◆ Выбранный отрывок
'''

В самое последнее время лингвисты все чаще встречаются с метаязыковой формулой «язык как творчество». Если в предшествующих парадигмах лингвистической мысли такое сочетание употреблялось чаще как метафора, наподобие метафор «язык как искусство», «язык как энергия» и т. п., то ближе к нашим дням творческие свойства языковой деятельности уже осознаются как неотъемлемая характерная черта коммуникации между людьми. Эта динамика выражается прежде всего в понятии лингвокреативности. Источников этого нового взгляда на язык в основном два. Во-первых, развитие представлений о поэтическом языке как языке с принципиальной установкой на творчество. Во-вторых, достижения когнитивной науки, связывающей процессы в языке и мышлении с порождением новых знаний о мире[493].

'''

◆ Условие задания
Подхватите текст о языке как творчестве и продолжите его сразу после последнего предложения.

Данные для обнаружения объектов:
'''

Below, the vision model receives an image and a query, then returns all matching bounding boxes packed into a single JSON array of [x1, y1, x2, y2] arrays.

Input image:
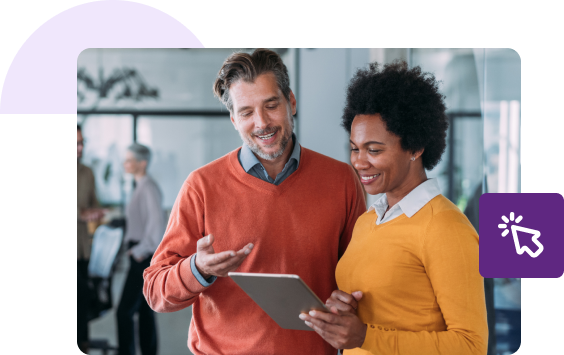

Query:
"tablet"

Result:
[[229, 272, 330, 331]]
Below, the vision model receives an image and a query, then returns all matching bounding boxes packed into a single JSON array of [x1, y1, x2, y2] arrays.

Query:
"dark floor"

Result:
[[89, 250, 192, 355]]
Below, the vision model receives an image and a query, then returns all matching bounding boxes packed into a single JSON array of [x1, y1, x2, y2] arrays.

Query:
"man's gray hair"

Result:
[[213, 48, 292, 115], [127, 143, 151, 165]]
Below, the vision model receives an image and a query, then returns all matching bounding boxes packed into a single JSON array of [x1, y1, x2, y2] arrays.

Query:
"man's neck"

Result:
[[253, 138, 294, 180]]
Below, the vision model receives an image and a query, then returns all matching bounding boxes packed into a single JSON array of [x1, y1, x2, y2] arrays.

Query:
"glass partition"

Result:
[[137, 116, 242, 210], [78, 115, 133, 205]]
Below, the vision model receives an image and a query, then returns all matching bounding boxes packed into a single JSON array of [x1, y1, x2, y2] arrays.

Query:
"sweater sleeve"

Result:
[[339, 165, 366, 258], [143, 178, 207, 313], [362, 211, 488, 355]]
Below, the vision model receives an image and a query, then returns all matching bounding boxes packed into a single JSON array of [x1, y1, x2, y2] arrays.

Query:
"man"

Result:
[[116, 144, 165, 355], [144, 49, 366, 354], [76, 125, 104, 352]]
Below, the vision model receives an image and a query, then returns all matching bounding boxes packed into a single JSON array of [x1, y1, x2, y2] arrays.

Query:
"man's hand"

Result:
[[80, 208, 108, 222], [196, 234, 253, 279], [325, 290, 362, 314], [300, 307, 367, 349]]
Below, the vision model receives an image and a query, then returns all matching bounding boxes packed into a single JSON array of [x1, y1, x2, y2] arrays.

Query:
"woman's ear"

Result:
[[411, 148, 425, 160]]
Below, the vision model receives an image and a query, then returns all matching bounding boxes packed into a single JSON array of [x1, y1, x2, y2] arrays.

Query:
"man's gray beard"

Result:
[[239, 117, 294, 160]]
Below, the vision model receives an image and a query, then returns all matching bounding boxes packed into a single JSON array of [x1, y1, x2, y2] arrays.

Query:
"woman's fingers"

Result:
[[325, 297, 356, 313]]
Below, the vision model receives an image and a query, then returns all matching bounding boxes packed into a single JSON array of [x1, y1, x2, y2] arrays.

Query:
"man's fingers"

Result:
[[207, 250, 236, 267], [197, 234, 214, 254]]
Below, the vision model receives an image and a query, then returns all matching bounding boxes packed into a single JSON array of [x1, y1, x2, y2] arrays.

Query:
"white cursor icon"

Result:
[[497, 212, 544, 258]]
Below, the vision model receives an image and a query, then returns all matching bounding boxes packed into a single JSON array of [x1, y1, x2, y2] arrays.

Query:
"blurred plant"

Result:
[[77, 68, 159, 109]]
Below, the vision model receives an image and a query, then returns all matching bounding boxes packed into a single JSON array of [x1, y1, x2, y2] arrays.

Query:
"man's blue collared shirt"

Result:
[[190, 133, 301, 287], [239, 133, 301, 186]]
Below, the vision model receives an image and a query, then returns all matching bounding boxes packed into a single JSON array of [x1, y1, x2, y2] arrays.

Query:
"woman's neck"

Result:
[[386, 169, 428, 209]]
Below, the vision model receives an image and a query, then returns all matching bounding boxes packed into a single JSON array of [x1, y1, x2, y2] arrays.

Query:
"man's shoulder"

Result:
[[300, 147, 351, 171]]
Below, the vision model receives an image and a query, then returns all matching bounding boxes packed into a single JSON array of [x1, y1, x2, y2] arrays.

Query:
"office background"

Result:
[[77, 48, 521, 355]]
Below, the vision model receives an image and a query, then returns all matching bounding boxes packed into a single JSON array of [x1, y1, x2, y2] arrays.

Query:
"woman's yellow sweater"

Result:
[[336, 195, 488, 355]]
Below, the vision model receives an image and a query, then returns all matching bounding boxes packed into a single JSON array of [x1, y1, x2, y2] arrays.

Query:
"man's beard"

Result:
[[239, 117, 294, 160]]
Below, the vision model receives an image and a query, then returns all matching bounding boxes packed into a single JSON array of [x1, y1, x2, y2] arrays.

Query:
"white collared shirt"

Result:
[[368, 179, 441, 225]]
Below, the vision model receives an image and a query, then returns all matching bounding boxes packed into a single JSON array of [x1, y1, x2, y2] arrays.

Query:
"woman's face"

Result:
[[350, 114, 413, 195], [123, 150, 141, 174]]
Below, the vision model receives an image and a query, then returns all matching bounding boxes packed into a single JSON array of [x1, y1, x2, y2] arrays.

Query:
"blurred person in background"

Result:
[[117, 143, 166, 355], [76, 125, 105, 352], [300, 62, 488, 355], [144, 49, 366, 355]]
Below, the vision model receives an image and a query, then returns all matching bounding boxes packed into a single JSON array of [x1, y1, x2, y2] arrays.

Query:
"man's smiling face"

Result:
[[229, 73, 296, 160]]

'''

◆ Ответ на задание
При всем обилии научных публикаций по вопросу языкового творчества, как правило, к лингвокреативности относят любой спектр каких угодно языковых изменений и вообще языковых процессов. При таком подходе понятие лингвокреативности размывается и сливается с обыденными процессами речепорождения и просто говорения (письма) на языке. Существует проблема недостаточной разграниченности и дифференциации креативных и некреативных явлений в языке как таковом и в отдельных дискурсах в частности. Для лингвистики решение данного вопроса значимо тем, что выделяются разные степени креативности в языке и дискурсе (на разных уровнях языка и в разной функциональности дискурсов), в их отличии от стереотипических языковых процессов.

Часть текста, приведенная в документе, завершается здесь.